ФРАГМЕНТ СТРАНИЦЫ:
— Свой творческий путь в Большом театре вы начали солистом оркестра. А как пришло решение стать дирижером?
— Такой же путь проделал и мой отец, Владимир Богорад*. В течение многих лет он являлся солистом оркестра Большого, а затем, закончив консерваторию уже как оперно-симфонический дирижер, стажировался в Большом театре. Потом работал со многими балетными коллективами, в творческом союзе с Михаилом Лавровским они создали несколько фильмов-балетов. Спектакли «Тщетная предосторожность», «Фантазия на тему Казановы», музыку к которым он составил, шли у нас долгое время. Так что во многом это было своего рода семейной традицией. Но как музыкант я начал серьезно смотреть в эту сторону уже в довольно зрелом возрасте, имея большой стаж работы в оркестрах. К двадцати пяти годам мне довелось работать с самыми разными дирижерами. И занятия дирижированием стали естественным продолжением моего музыкального развития. Этому способствовало и большое количество нот и книг, которые были в семейной библиотеке.
— Недавно вы впервые выступили в качестве дирижера-постановщика. Расскажите, пожалуйста, о том, как протекала ваша работа над постановкой балета «Мойдодыр».
— Многое было для меня совершенно новым. Например, возможность работать с композитором уже на первом этапе репетиционного процесса. И мне кажется, что наше сотрудничество с Ефремом Иосифовичем оказалось плодотворным. Он очень гибко и профессионально отзывался на пожелания балетмейстера-постановщика (а они возникали в большом количестве). И внутри нашей оркестровой «кухни» работа с ним также проходила чрезвычайно интенсивно. Мой особый интерес заключался в том, чтобы сделать спектакль, пройдя все этапы постановочного процесса — от самого начала до премьеры.

ИСХОДНЫЕ ДАННЫЕ:

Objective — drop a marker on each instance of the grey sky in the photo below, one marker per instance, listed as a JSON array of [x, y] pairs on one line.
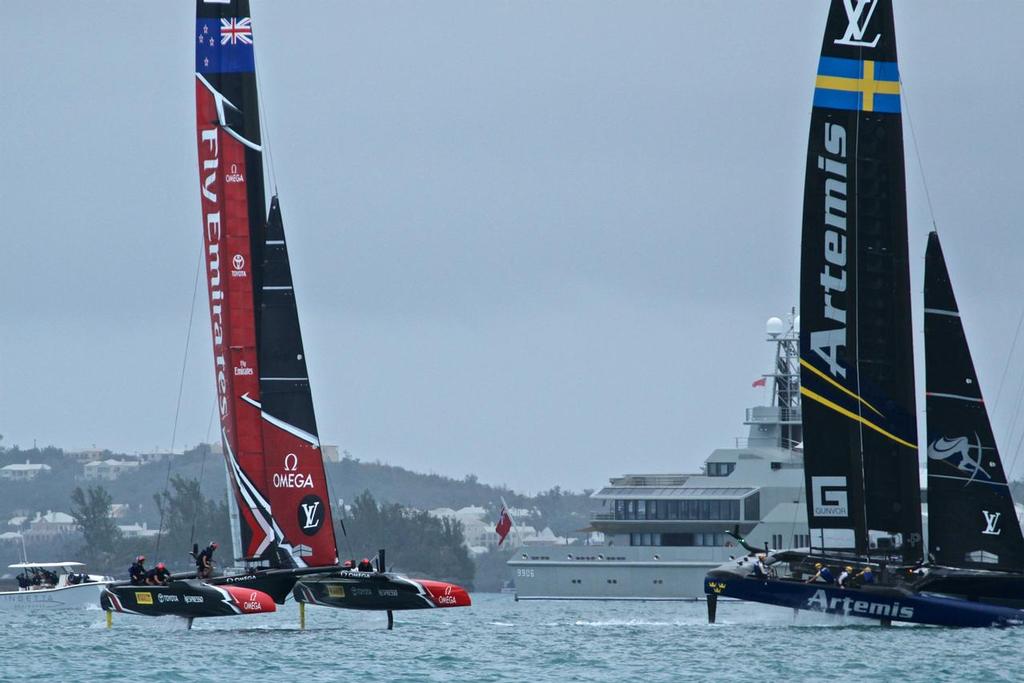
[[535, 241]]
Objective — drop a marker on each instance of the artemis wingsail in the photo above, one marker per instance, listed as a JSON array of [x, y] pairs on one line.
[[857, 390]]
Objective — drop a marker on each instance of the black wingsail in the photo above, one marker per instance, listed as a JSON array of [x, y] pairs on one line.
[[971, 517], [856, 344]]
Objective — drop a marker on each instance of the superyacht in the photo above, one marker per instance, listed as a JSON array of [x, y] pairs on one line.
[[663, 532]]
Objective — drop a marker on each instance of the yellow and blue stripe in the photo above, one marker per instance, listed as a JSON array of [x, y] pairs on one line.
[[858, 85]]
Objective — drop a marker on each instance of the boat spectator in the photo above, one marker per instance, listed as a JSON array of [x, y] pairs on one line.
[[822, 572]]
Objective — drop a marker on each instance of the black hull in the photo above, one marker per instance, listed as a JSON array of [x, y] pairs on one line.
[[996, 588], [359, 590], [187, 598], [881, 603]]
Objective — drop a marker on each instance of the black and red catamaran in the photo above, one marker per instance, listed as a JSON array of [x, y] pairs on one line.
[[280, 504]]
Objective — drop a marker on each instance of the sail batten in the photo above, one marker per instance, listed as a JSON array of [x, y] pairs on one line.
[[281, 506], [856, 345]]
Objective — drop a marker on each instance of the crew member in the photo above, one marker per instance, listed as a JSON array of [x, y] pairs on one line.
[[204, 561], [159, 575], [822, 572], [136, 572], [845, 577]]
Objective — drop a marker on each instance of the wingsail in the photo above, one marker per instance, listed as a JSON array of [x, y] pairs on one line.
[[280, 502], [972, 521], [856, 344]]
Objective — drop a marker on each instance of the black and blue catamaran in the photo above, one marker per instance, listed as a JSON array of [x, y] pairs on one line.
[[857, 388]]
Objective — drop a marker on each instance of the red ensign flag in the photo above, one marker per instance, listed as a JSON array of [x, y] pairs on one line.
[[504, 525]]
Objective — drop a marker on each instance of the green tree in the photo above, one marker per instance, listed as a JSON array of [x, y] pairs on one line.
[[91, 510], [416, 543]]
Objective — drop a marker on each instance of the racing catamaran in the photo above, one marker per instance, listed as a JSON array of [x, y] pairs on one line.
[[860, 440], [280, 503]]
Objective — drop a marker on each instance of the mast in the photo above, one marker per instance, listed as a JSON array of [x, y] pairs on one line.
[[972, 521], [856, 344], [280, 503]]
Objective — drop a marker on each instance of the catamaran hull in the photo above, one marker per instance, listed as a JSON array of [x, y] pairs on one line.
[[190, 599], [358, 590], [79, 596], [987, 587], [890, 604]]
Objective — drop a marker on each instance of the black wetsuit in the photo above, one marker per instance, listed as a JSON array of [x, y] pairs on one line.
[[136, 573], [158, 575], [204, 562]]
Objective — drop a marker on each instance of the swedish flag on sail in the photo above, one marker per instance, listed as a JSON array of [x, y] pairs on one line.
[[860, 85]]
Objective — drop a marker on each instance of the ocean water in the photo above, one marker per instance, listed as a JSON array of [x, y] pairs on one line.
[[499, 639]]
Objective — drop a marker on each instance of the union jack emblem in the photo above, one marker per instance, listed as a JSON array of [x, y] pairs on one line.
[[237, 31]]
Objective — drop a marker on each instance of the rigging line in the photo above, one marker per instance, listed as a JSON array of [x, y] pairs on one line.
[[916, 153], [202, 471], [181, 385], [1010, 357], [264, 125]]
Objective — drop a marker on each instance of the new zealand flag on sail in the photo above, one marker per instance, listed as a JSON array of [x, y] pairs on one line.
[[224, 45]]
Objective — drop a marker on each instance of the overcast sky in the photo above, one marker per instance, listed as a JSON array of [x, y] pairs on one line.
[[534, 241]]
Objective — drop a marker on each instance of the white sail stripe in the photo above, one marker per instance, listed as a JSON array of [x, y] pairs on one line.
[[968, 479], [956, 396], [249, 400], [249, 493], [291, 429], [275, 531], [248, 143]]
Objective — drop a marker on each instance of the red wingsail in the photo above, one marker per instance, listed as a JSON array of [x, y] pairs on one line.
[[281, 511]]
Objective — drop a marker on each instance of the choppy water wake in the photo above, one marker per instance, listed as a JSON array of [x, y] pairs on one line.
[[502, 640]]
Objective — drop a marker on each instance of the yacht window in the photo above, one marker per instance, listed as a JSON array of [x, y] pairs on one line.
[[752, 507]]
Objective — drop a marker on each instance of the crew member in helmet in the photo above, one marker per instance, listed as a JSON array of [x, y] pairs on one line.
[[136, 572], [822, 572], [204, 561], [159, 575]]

ТЕКСТ ЗАДАНИЯ A:
Выпишите из интервью с дирижером все названия спектаклей, заключенные в кавычки.
ТЕКСТ ЗАДАНИЯ B:
Продолжите интервью с дирижером, начав сразу после его последней фразы.

ОТВЕТ К УПРАЖНЕНИЮ A:
«Тщетная предосторожность», «Фантазия на тему Казановы», «Мойдодыр»

ОТВЕТ К УПРАЖНЕНИЮ B:
— А какие «отношения» сложились у вас с этой музыкой как таковой?
— Ефрем Иосифович — большой мастер. Очень плодовитый композитор, автор множества опер и других произведений для юной аудитории. Но открывать для себя красоту его музыки мне пришлось постепенно — буквально на каждой репетиции открывались все новые ее нюансы. Главные качества этой музыки — ее наивность и, я бы сказал, беззащитность. Ее обязательно нужно играть с душой — иначе она погибнет.
— То, что эта музыка написана для детской аудитории, как-то предопределяло ваше отношение к ней?
— Это неотъемлемо от самой идеи балета. Юрий Смекалов рассказывал о консультациях с психологами по поводу благотворного воздействия хореографии и сценографии на самых юных зрителей. Я уверен, что и Ефрем Иосифович работал как мастер детской музыки. Конечно, музыка балета вполне самодостаточна, но я четко понимал, на какую аудиторию он рассчитывал. Например, яркие кульминационные вспышки и моменты очень нежного pianissimo часто выделены контрастными сопоставлениями. Многие харáктерные эпизоды, музыкальное интонирование — все это требовало специального подхода. В чем заключалась и моя задача как дирижера.
— Сейчас, готовя премьеру «Путеводителя», вы тоже делаете скидку на детскую аудиторию?
— Ну, это уже для аудитории повзрослее. Ведь на «Мойдодыра», насколько я знаю, приводили малышей трехлетнего возраста — и даже они оставались в восторге. А произведение Бриттена — несмотря на то, что буквально оно называется «Путеводитель для молодых людей по оркестру» (The Young Person’s Guide to the Orchestra), — можно трактовать гораздо шире. Как путеводитель для начинающих в музыке! А таковыми вполне могут быть и взрослые люди. И то, как это представлено Бриттеном, вовсе не адресовано «младшему школьному возрасту». Это блестящие, остроумные, красивые по форме вариации, они могут быть интересны всем — в том числе и самой искушенной, взыскательной публике.
— Таким должно быть настоящее «детское» произведение искусства — интересным и для детей, и для родителей.
— Да, как и опера «Дитя и волшебство» Равеля, идущая в один вечер, в паре с вариациями Бриттена. Она тоже рассчитана на детей постарше и будет не менее интересна для взрослых.
— После этих трех премьер вас можно будет назвать специалистом по детскому репертуару Большого театра.
— Многие артисты, художники и дирижеры —все в свое время — соприкасались с темой детства, с присущими ей непосредственностью и, одновременно, глубиной. Для меня эта работа очень интересна и приятна.
— А можете вспомнить ваши первые впечатления от посещения Большого театра? Вы ведь связаны с ним с самого детства.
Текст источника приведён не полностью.